(Data to use Opens)

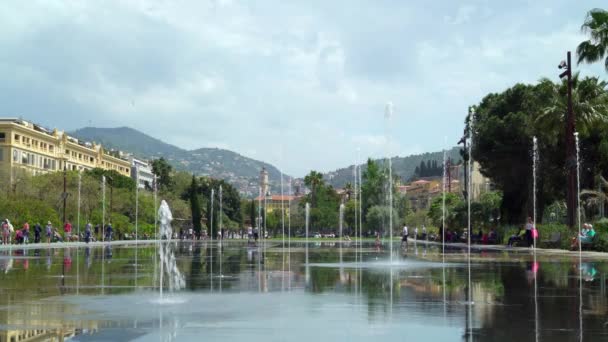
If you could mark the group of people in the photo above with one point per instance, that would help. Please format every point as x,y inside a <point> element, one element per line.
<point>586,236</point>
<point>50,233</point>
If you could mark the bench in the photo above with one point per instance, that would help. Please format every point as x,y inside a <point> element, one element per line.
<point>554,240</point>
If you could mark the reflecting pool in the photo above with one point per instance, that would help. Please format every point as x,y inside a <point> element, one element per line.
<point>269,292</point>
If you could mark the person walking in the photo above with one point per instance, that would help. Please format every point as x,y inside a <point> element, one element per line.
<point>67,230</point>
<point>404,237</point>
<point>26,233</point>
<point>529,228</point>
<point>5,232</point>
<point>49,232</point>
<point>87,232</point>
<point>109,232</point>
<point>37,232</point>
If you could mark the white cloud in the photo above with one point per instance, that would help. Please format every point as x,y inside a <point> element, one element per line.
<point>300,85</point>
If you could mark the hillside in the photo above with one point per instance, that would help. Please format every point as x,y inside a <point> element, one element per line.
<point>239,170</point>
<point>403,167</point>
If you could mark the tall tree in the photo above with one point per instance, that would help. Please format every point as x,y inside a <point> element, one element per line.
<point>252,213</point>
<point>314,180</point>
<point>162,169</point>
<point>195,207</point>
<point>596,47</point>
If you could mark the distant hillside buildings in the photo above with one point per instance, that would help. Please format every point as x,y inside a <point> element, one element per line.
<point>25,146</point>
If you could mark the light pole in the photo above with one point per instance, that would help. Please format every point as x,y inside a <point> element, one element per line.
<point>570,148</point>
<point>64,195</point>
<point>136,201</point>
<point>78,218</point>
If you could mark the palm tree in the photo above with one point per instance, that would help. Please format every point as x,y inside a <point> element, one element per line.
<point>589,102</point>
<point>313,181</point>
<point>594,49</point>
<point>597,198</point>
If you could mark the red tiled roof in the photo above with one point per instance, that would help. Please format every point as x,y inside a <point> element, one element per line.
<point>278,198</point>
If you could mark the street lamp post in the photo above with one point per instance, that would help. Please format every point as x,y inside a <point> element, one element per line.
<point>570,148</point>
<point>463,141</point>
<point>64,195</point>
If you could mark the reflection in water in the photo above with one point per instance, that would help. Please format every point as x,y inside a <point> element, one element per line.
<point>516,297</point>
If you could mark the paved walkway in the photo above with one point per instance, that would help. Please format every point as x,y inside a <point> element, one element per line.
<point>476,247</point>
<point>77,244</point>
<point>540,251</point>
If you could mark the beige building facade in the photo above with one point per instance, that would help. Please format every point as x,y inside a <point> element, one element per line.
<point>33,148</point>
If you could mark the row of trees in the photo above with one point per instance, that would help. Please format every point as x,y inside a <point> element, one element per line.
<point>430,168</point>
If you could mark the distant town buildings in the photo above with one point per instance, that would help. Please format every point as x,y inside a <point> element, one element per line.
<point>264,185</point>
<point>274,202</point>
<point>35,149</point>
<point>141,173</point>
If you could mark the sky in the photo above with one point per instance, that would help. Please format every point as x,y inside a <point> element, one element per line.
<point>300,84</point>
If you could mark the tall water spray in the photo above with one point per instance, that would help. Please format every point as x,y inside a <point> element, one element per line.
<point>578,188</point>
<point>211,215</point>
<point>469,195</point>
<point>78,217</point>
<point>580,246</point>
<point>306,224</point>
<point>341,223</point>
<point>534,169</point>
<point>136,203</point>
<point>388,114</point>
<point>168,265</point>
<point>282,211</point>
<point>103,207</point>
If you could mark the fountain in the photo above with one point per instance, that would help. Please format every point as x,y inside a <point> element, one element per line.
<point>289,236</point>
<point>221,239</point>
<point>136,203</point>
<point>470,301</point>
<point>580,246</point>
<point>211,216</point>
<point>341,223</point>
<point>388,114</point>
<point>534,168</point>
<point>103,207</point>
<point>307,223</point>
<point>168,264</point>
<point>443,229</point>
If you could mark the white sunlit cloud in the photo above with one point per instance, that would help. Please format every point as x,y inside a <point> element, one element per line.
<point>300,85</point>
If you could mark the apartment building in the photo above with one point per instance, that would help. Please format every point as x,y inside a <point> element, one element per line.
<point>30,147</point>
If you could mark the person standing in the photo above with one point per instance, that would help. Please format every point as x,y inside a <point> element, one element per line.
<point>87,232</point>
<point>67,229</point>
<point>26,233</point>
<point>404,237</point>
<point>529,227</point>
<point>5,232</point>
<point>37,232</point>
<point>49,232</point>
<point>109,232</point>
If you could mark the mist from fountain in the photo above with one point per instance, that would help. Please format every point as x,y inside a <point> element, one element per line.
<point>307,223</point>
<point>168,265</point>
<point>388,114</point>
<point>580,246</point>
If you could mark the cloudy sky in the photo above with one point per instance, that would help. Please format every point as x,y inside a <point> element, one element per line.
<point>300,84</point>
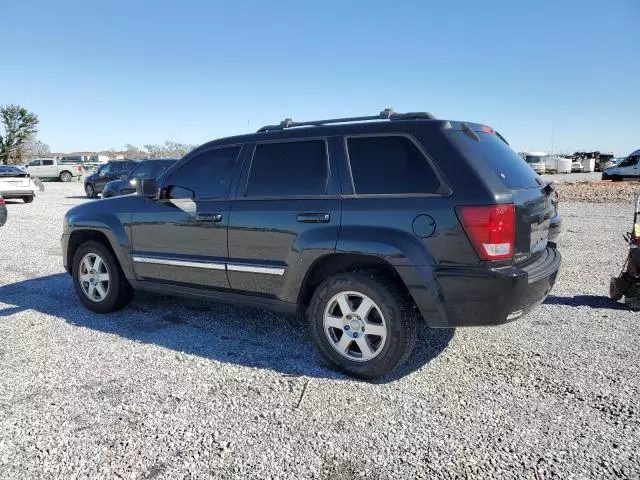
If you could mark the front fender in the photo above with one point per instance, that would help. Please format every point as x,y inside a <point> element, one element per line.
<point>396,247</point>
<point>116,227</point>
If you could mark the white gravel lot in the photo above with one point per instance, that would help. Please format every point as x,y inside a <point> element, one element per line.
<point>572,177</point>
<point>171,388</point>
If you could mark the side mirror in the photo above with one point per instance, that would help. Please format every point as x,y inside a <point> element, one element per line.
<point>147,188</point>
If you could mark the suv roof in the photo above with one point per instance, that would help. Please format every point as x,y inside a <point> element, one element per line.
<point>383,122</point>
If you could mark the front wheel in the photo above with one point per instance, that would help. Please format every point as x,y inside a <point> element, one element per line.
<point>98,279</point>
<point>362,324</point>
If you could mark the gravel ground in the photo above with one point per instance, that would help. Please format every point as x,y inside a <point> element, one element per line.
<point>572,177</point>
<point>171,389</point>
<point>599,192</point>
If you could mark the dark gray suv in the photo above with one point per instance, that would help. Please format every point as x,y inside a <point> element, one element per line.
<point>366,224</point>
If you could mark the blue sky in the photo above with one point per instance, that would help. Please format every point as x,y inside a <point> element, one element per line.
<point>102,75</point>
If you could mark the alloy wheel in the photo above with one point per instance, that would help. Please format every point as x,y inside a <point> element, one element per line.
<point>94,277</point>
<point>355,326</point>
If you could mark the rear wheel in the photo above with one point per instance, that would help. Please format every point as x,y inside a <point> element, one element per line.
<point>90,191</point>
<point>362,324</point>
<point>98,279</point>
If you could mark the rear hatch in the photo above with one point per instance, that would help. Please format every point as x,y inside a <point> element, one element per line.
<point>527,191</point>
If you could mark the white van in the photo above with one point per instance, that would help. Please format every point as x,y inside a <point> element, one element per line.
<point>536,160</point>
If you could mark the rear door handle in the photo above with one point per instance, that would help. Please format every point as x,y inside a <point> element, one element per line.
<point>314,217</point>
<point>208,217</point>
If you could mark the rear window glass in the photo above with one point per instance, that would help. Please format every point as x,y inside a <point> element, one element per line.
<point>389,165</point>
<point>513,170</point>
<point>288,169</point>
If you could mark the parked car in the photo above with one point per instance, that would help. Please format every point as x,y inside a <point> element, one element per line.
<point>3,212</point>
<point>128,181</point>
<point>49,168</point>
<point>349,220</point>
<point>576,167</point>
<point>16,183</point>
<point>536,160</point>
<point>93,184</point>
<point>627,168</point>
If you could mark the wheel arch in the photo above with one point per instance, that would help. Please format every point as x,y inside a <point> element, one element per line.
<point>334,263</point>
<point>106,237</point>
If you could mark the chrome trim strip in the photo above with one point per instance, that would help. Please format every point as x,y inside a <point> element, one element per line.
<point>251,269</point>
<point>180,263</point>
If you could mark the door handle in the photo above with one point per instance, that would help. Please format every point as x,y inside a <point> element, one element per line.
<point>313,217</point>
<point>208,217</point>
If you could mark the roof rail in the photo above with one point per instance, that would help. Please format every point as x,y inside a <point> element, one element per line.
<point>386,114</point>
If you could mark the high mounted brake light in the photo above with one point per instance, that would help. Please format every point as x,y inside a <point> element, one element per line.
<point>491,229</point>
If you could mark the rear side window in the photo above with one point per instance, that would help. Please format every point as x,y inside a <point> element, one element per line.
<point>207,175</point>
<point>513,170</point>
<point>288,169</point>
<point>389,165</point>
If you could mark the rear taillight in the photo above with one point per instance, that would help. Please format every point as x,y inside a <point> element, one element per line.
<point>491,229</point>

(Data to use Closes)
(Data to use Opens)

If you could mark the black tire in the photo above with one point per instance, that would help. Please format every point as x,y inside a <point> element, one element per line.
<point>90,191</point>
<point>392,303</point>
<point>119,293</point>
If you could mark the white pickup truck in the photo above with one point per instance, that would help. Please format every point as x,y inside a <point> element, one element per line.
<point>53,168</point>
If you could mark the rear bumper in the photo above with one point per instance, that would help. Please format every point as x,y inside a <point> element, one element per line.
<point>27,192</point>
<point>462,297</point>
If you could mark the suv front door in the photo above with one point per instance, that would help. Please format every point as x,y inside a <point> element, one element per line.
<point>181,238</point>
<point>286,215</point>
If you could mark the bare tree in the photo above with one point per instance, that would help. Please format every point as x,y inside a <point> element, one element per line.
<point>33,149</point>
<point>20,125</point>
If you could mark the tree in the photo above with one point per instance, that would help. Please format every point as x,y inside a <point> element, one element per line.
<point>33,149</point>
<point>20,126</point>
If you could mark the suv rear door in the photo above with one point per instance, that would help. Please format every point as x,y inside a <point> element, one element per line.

(Data to use Closes)

> [Required action] Both end lines included, restate word for word the lines above from the line with "If you could mark the suv front" to the line with "If you could mark the suv rear", and nothing else.

> [The answer]
If you could mark the suv front door in the photo above with one point per instance, that would help. Please format every point as x,y inside a <point> element, one element per line.
<point>181,238</point>
<point>286,215</point>
If you could mark the bare tree in the photo above with one point per instance, that would help. Please format every point as x,y inside a <point> element, one element per line.
<point>33,149</point>
<point>20,125</point>
If you could mark the tree in the photo above with one point per instance, that would help. Please format every point as x,y inside a <point> element, one element per line.
<point>33,149</point>
<point>20,126</point>
If you could mark the suv rear door in the photo above with one point per instance, that would help. Please format every point as x,y inside a <point> element, one element per line.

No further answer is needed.